begin PROVIDED INFORMATION
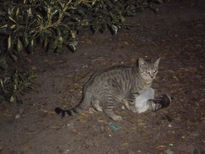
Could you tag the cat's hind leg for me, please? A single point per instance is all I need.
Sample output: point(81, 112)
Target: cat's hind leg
point(160, 102)
point(110, 113)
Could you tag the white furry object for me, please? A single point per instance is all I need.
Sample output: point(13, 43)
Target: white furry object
point(141, 103)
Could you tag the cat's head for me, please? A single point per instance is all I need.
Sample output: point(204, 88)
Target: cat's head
point(148, 70)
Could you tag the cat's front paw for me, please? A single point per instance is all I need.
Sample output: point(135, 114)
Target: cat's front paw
point(156, 106)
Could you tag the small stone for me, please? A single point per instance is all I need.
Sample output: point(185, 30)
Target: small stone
point(168, 151)
point(67, 151)
point(123, 107)
point(17, 116)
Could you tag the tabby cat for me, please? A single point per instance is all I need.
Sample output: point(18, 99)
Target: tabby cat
point(117, 84)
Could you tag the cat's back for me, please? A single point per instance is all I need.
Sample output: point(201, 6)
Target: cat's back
point(115, 73)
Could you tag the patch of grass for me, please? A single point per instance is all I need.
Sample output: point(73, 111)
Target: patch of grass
point(11, 88)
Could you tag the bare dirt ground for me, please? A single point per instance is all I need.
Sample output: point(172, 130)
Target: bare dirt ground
point(176, 34)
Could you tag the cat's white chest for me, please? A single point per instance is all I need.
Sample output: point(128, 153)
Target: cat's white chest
point(141, 103)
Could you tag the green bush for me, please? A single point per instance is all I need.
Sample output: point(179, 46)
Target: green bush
point(13, 87)
point(55, 23)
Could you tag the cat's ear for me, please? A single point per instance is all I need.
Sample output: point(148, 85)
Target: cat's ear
point(156, 64)
point(141, 61)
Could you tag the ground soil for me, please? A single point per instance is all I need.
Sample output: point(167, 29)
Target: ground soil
point(176, 34)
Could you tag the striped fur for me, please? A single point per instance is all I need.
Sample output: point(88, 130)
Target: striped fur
point(117, 84)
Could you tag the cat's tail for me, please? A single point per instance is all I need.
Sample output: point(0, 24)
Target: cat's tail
point(83, 105)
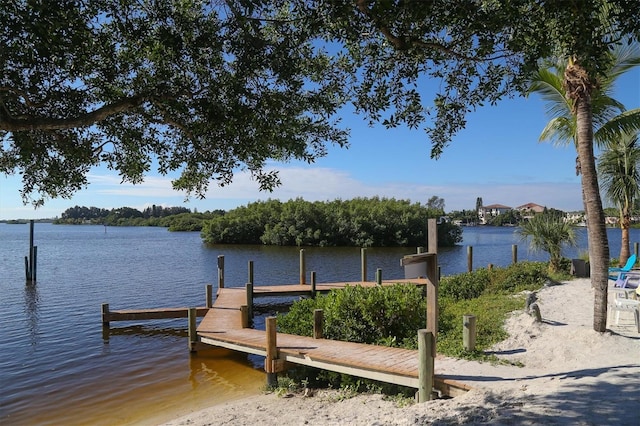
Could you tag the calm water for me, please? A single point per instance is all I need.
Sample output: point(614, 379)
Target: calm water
point(57, 367)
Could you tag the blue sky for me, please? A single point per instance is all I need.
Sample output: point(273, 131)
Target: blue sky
point(497, 157)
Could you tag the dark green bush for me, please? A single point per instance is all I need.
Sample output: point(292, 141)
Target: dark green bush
point(518, 277)
point(465, 286)
point(380, 315)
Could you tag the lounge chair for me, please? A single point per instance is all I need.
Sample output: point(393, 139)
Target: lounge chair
point(623, 301)
point(619, 273)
end PROVIDED INFORMATION
WORK INSTRUCTIONS: Exactly as written, return every line of the listing, but not the pictures.

EXPECTED ANSWER:
Could you tag the cat's hind leg for me, please? A single point per instance is all I need.
Sample output: point(81, 112)
Target: cat's hind leg
point(160, 102)
point(110, 113)
Could you tag the white furry object for me, please? A single point per instance is all I need.
Sample output: point(13, 43)
Target: white furry object
point(141, 103)
Could you tag the cat's head for me, please? A single point per instance is all I need.
Sample output: point(204, 88)
Target: cat's head
point(148, 70)
Could you tag the cat's front paw for me, please? A single point per instance is all I need.
Sample output: point(135, 114)
Target: cat's front paw
point(156, 106)
Could you tag the small stone for me, please? A single point per instance is all I need.
Sample output: point(185, 30)
Target: small stone
point(168, 151)
point(67, 151)
point(123, 107)
point(17, 116)
Could you tag the tabby cat for me, please? A single point per instance is all I need.
Sample output: point(18, 99)
Target: tabby cat
point(117, 84)
Could you tag the cat's back for me, please? A single point per instance is all I need.
Sample output: point(201, 6)
Target: cat's back
point(115, 73)
Could you tag the patch of grass for me, please? A single point per instance is all I need.
Sample output: point(73, 111)
Target: patch of grass
point(11, 88)
Could you tag the bare dirt ground for me, please? A single point per instance is all I need.
Sample output: point(172, 130)
Target: bare dirt ground
point(176, 34)
Could you tag the cat's white chest for me, please? A single point per instance is all I need.
Sample output: point(128, 153)
Target: cat's white chest
point(141, 103)
Could you tag the green bush for me, please? A single point per instance is all I need.
Sample output: point(179, 46)
Target: green bush
point(13, 87)
point(55, 23)
Could you tag the cat's ear for me, please? A single point per instance is all I need.
Sample output: point(148, 85)
Target: cat's ear
point(156, 64)
point(141, 61)
Could you tag the ground soil for me, please? A single point per instance is all I need.
Sample output: point(167, 29)
Target: ground soil
point(176, 34)
Could you tag the striped fur for me, please? A single point per instance is all I need.
Sample output: point(88, 130)
Target: striped fur
point(117, 84)
Could you tag the cat's tail for me, please? A single point per instance is all I need.
Sample output: point(0, 24)
Target: cat's tail
point(83, 105)
Could you tag the calm water for me, please? A single point per instance is all I need.
Sample output: point(614, 379)
Target: calm water
point(57, 367)
Could you tag the blue sky for me, please? A single point per instance is all I need.
Sample output: point(273, 131)
Target: blue sky
point(497, 157)
Could you tag the dark green bush for me, please? A single point per instance is all I need.
Sample output: point(292, 141)
Target: dark green bush
point(518, 277)
point(465, 286)
point(380, 315)
Could you tag the lounge chair for me, please? A single point per instance is all I need.
Sample output: point(393, 139)
Target: lounge chair
point(623, 301)
point(619, 273)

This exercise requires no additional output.